[The exercise] Locate each line in the entries below that contains the string "points", and copy those lines. Matching is case-sensitive.

[Input rows]
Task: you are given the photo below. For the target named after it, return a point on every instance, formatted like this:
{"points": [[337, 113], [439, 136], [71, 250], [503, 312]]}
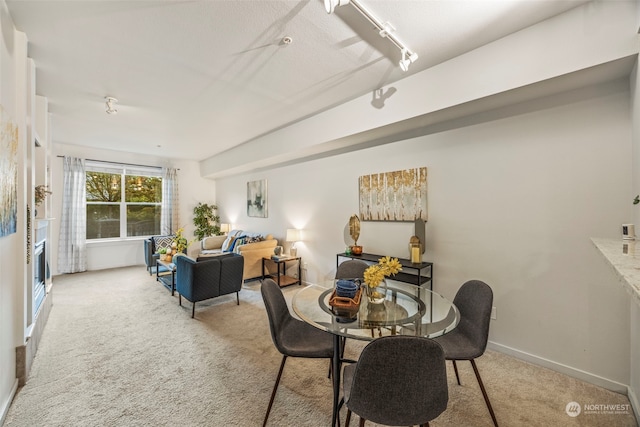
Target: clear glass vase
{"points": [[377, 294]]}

* * *

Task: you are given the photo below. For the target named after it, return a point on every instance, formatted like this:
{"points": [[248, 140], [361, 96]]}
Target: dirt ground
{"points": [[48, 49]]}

[Exercise answer]
{"points": [[337, 113], [439, 136], [71, 250], [503, 312]]}
{"points": [[377, 294]]}
{"points": [[248, 140], [361, 96]]}
{"points": [[48, 49]]}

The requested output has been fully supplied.